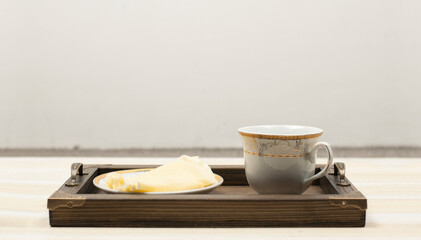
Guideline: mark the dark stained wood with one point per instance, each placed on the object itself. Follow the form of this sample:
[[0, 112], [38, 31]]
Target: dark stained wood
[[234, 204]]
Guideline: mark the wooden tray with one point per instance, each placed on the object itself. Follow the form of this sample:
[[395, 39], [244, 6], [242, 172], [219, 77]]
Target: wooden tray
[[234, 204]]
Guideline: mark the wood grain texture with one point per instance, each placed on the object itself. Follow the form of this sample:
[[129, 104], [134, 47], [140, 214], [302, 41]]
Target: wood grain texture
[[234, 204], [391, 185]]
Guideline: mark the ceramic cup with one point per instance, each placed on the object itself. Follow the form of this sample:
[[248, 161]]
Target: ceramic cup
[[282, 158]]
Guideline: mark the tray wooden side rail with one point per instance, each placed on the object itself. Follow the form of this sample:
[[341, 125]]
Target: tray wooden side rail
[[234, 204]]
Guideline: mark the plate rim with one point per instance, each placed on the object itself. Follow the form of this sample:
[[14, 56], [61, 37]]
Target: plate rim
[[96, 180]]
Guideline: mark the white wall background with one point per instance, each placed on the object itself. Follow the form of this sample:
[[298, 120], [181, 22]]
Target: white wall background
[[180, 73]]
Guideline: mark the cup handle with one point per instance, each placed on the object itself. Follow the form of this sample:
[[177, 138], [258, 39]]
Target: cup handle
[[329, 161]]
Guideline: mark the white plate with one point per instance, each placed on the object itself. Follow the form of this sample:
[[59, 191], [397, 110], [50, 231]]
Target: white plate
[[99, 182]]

■ ■ ■

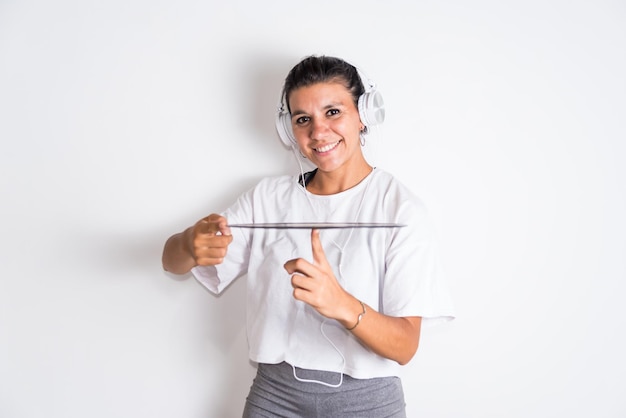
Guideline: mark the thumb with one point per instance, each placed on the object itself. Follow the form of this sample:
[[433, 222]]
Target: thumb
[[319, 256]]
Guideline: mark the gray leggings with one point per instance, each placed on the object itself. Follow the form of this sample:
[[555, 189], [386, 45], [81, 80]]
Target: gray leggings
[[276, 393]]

■ ■ ■

PROBLEM STATEMENT> Write out exactly the lines that fall from the line with "Target: ceramic cup" to the line with "[[177, 138], [258, 39]]" in the records above, keeping both ends.

SOLVED PROBLEM>
Target: ceramic cup
[[282, 158]]
Guideline: mark the tray wooden side rail with one point per instance, each placed on the object itself. Follow the form of this sample:
[[341, 125]]
Target: tray wooden side rail
[[234, 204]]
Guideline: mark the plate rim with one point per instance, each placed on the object itself. Follow the form of this sample:
[[14, 56], [61, 37]]
Target: plate rim
[[96, 180]]
Guideline: mark the white wall background with one point per instance, each placed on the object itself. Follow the form of this sample:
[[298, 120], [181, 22]]
Target: white wall background
[[180, 73]]
Guideline: mark the cup handle with one point per instance, each placed on the object itself. Follow the form of this sample:
[[177, 138], [258, 39]]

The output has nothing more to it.